Problem to work on:
Starting at the beginning of the material below and ending at the line that contains "column 25, row 357", render each line as one string in a JSON list, omitting blank lines. Both ends are included.

■ ■ ■

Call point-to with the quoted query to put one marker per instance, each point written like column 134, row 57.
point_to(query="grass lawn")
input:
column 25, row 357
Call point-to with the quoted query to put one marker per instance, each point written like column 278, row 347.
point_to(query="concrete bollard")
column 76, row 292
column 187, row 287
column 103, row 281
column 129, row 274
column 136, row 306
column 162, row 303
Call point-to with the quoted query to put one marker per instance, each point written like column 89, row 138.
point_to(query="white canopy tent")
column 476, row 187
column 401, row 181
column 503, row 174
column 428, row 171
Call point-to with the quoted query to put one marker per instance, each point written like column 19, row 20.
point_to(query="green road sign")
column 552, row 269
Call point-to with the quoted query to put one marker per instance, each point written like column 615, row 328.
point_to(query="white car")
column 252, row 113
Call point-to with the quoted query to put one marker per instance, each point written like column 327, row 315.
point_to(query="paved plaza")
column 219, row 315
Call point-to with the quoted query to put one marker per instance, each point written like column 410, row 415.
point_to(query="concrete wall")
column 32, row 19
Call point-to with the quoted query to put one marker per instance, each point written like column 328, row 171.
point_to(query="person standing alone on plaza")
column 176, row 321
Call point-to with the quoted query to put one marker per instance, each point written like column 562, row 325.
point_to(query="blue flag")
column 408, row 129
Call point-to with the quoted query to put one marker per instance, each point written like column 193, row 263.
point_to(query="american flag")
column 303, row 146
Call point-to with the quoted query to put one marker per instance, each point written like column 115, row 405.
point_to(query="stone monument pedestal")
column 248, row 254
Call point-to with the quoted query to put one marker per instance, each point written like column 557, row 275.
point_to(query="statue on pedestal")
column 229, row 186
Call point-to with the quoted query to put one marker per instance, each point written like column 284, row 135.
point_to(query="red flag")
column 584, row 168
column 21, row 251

■ ■ ■

The response:
[
  "Call point-to with the quoted query to put one marker per instance, each point written like column 134, row 57.",
  "point_to(query=\"grass lawn\")",
  "input:",
  "column 25, row 357"
]